§ Work required:
What follows is a block of records; restate each one word for word.

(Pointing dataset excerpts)
** start **

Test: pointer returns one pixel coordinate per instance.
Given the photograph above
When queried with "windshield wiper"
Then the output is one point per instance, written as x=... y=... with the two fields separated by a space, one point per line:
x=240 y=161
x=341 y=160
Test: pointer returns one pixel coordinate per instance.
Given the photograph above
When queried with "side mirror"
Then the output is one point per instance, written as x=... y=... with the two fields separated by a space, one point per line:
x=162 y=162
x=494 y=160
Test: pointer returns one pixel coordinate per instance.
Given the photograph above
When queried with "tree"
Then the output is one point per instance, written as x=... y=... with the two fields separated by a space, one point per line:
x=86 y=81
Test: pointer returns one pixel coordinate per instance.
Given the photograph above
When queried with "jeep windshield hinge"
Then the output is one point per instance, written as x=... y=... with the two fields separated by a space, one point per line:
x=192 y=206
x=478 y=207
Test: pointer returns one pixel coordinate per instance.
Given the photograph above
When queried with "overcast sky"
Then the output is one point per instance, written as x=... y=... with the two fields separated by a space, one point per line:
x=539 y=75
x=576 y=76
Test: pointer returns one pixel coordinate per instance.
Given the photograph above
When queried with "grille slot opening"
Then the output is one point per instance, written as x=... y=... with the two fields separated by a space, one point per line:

** end **

§ Complete output:
Test: pointer returns one pixel coordinate per instance.
Given the photograph above
When queried with "windshield wiper"
Then the output is one point per instance, written as x=... y=... with the two fields separated by a space, one point per line:
x=240 y=161
x=341 y=160
Test: pointer returns one pixel coordinate per instance.
Given the photograph above
When queried with "side mirror"
Then the output is one point per instance, written as x=... y=... with the two fields separated by a space, one point per line:
x=162 y=162
x=494 y=160
Test: pointer returns one pixel coordinate per instance.
Given the photograph above
When queried with "tree"
Then the output is one point per instance, written as x=... y=... with the two fields separated by a space, one point per line:
x=86 y=81
Test: pointer returns one pixel coordinate per instance.
Given the photograph above
When queried with "jeep windshield hinge"
Then the output is one point per instance, written as x=... y=... with the two fields separated by a space, one point per line:
x=192 y=206
x=478 y=207
Test: pointer returns one pixel coordinate per instance.
Given the photograph above
When queried with "overcast sky"
Then the output is one point per instance, written as x=... y=... with the two fields separated by a space, one point per line:
x=539 y=75
x=576 y=76
Test: pointer returns one pixel coordinate per instance.
Given the photograph above
When queried with "grille slot opening"
Then the output is one point per instance, written as x=... y=... with the two fields separated by a space, one point per line:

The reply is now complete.